AIM. Copy nothing but the text: reproduce each line of the listing exactly and leave the pictures out.

LISTED ENTRIES.
* Start *

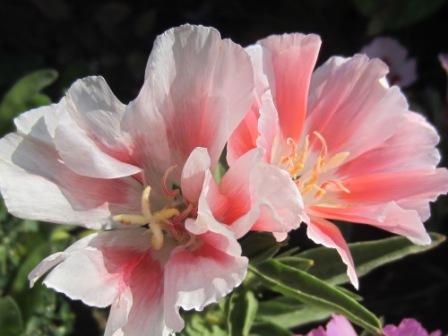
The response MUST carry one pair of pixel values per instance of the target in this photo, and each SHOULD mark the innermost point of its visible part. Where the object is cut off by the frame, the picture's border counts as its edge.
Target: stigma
(156, 221)
(311, 169)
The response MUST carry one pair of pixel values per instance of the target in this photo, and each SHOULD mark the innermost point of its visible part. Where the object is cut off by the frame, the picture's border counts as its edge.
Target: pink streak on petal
(340, 326)
(326, 233)
(411, 147)
(244, 138)
(385, 187)
(89, 126)
(389, 217)
(256, 196)
(193, 174)
(36, 184)
(358, 115)
(288, 62)
(408, 327)
(197, 89)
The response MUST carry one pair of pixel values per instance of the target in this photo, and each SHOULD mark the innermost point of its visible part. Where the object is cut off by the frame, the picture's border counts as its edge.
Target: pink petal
(244, 138)
(201, 275)
(337, 326)
(386, 187)
(258, 128)
(326, 233)
(288, 62)
(340, 326)
(351, 108)
(139, 310)
(112, 268)
(197, 89)
(35, 184)
(408, 327)
(319, 331)
(85, 272)
(413, 146)
(257, 196)
(389, 217)
(88, 135)
(268, 127)
(193, 174)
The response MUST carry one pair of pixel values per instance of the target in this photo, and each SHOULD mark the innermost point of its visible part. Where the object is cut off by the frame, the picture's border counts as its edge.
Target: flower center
(167, 220)
(311, 170)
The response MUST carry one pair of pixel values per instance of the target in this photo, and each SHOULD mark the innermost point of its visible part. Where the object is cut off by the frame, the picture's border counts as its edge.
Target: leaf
(269, 329)
(290, 313)
(366, 255)
(11, 323)
(296, 262)
(26, 93)
(313, 291)
(197, 325)
(259, 246)
(241, 313)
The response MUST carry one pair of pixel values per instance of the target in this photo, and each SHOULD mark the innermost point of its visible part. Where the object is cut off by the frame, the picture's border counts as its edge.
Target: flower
(340, 326)
(337, 326)
(402, 70)
(443, 59)
(408, 327)
(145, 170)
(351, 145)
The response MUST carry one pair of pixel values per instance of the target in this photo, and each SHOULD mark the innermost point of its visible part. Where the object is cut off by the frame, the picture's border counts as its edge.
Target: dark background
(114, 38)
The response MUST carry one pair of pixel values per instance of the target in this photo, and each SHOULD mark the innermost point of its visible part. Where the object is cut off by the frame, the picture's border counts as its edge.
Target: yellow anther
(130, 219)
(323, 143)
(146, 203)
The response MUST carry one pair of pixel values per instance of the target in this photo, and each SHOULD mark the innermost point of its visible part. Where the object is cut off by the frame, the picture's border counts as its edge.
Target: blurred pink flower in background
(402, 70)
(340, 326)
(443, 58)
(146, 170)
(349, 142)
(408, 327)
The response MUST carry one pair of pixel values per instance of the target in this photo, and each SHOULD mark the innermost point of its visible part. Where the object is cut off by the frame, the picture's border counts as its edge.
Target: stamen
(166, 190)
(145, 203)
(165, 214)
(130, 219)
(336, 160)
(323, 143)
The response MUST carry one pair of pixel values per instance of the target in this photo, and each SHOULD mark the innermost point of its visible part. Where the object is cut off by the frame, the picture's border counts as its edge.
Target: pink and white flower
(351, 145)
(402, 70)
(340, 326)
(146, 170)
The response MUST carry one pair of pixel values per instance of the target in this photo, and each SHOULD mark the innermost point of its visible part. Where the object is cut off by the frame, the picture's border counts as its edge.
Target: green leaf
(11, 323)
(366, 255)
(290, 313)
(269, 329)
(313, 291)
(296, 262)
(241, 313)
(26, 93)
(259, 246)
(197, 325)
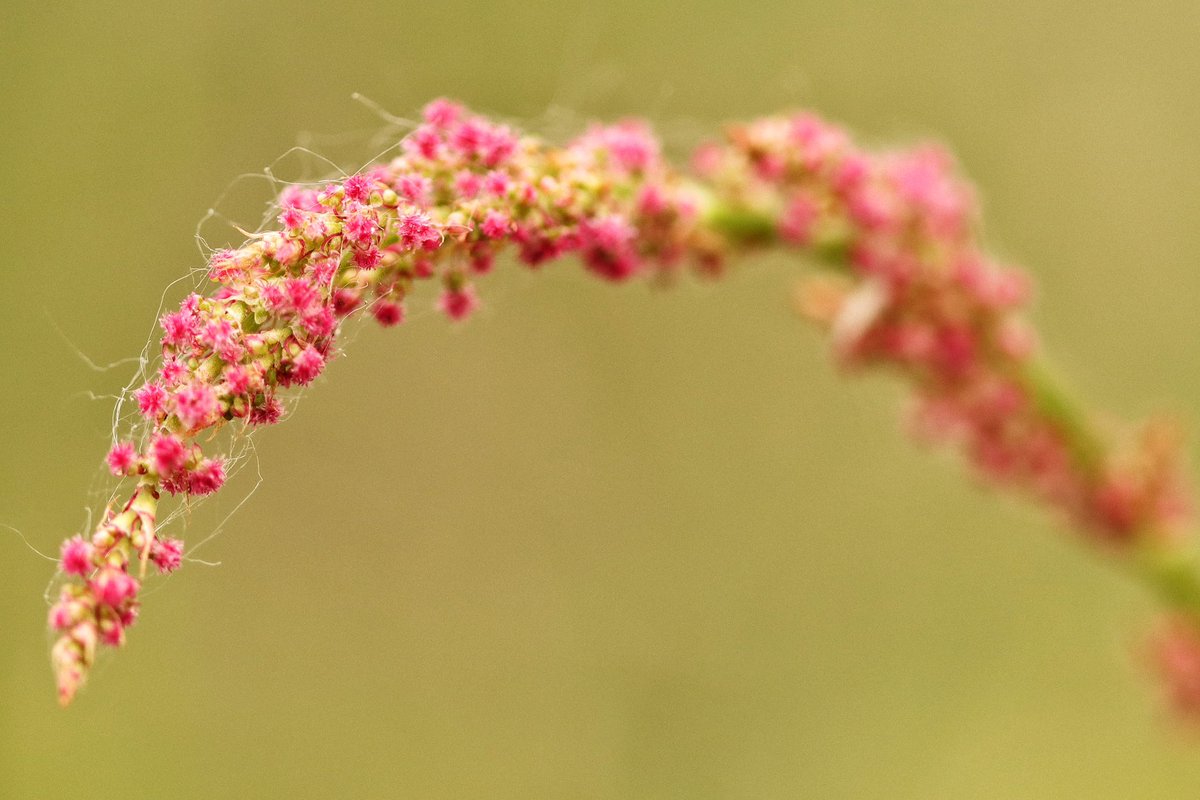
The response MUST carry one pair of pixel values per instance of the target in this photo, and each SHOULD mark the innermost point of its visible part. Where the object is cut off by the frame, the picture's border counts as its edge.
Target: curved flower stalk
(907, 287)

* End *

WRITTEN SOLUTION.
The response MUST carry one pair of pixel values per instance of the target in this photo, and each SHOULD mark the innermost point of its visible part. Where the object is cut off by the frame, the picture's border counts as its edge.
Target: stigma
(156, 221)
(311, 169)
The response MUST carry one pair of pixel values per instance of the target in this photo, and each SHOULD mark the innermost point of its visible part. Where the object is cut off by the frame, the picture's border counts as its edge.
Target: pink streak on petal
(340, 326)
(326, 233)
(411, 147)
(244, 138)
(385, 187)
(89, 126)
(389, 217)
(256, 196)
(193, 174)
(36, 184)
(358, 115)
(288, 62)
(408, 327)
(197, 89)
The response MUST carry one pair of pixel values per instance of the target in this photo, and each SHOULD mark the innermost point of its visible part. Where the object is cut off by the frame, the picture's border counts as its edge.
Target: pink petal
(244, 138)
(201, 275)
(337, 326)
(386, 187)
(258, 128)
(326, 233)
(288, 62)
(340, 326)
(351, 108)
(139, 310)
(112, 268)
(197, 89)
(35, 184)
(408, 327)
(319, 331)
(85, 272)
(413, 146)
(257, 196)
(389, 217)
(88, 135)
(268, 127)
(193, 174)
The response MUST carry one pair of pixel values per instance of the target in this photo, and each SHOULD mark the innermost point of its visible part. Where the object is cut off by the frame, the picture's border counts as its edge.
Target: flower center
(167, 220)
(311, 170)
The response MUST carry one pair of pixel values per instance of the target in this photo, and each SHOULD mark the innermost point of its visible part. Where the object is cut off by the frame, the picture's border counts as its edge.
Target: leaf
(269, 329)
(290, 313)
(366, 255)
(11, 323)
(296, 262)
(26, 93)
(313, 291)
(197, 325)
(259, 246)
(241, 313)
The response MUST carry one pair of pixel values per instance of the target in this photo, and each SHOULD mark the innermost point of its visible part. Where the object is cut off by the frame, the picture's border counts as its edge.
Target: flower
(340, 326)
(337, 326)
(402, 70)
(443, 59)
(408, 327)
(145, 170)
(351, 145)
The response MUST carry one pair of pixel values per instance of the target in this photo, and each SHOULD mark the innermost point of its visible part. Where the object is cut off by the frame, the picture's border counts as its edge.
Target: dark background
(114, 38)
The response MUST carry one pair of pixel values per instance of the target in this photo, and each SHOULD mark the innermost point of its visible part. Where the object is cut off by the frame, the picture's border counts as its edge.
Target: yellow anther
(130, 219)
(323, 143)
(146, 203)
The response MUST carry one pair of pixel values per instance of the target in this photo, and each SHOULD mark the innermost point of its visible part. Where the object is cut off by the frame, the picture's border counts as its edge.
Target: blurred pink flower in background
(402, 70)
(340, 326)
(443, 58)
(146, 170)
(349, 142)
(408, 327)
The response MUST carry one pair of pixel values per instance of the target in this photo, and each SHOULD mark the innermost point of its visible part. Where the object is cut off by the frame, the picture's border counts as its edge.
Target: stamen
(166, 190)
(145, 203)
(165, 214)
(130, 219)
(336, 160)
(323, 143)
The response MUST carry one pair of pixel values per instance of the target in this photo, and each SHOULD mark the innermost point of its visible part. Where the object is cut off by the frame, the picture's border counts as its edge.
Target: pink and white flower
(351, 145)
(402, 70)
(340, 326)
(146, 170)
The response MUST carry one pair of pixel values per instance of the target in this photo, and each SHOULD mark the innermost point of its visible part. Where the object is cut off by the frame, the picture's border counts as its edge.
Target: green leaf
(11, 323)
(366, 255)
(290, 313)
(269, 329)
(313, 291)
(296, 262)
(241, 313)
(26, 93)
(259, 246)
(197, 325)
The response MUST carry one pair of pixel values per instance of the target in this photo, and each SHOULD mark the innermost point of its visible part. Where the object is cut off by the frame, the picture's border counts as its edge.
Target: curved flower stalk
(907, 287)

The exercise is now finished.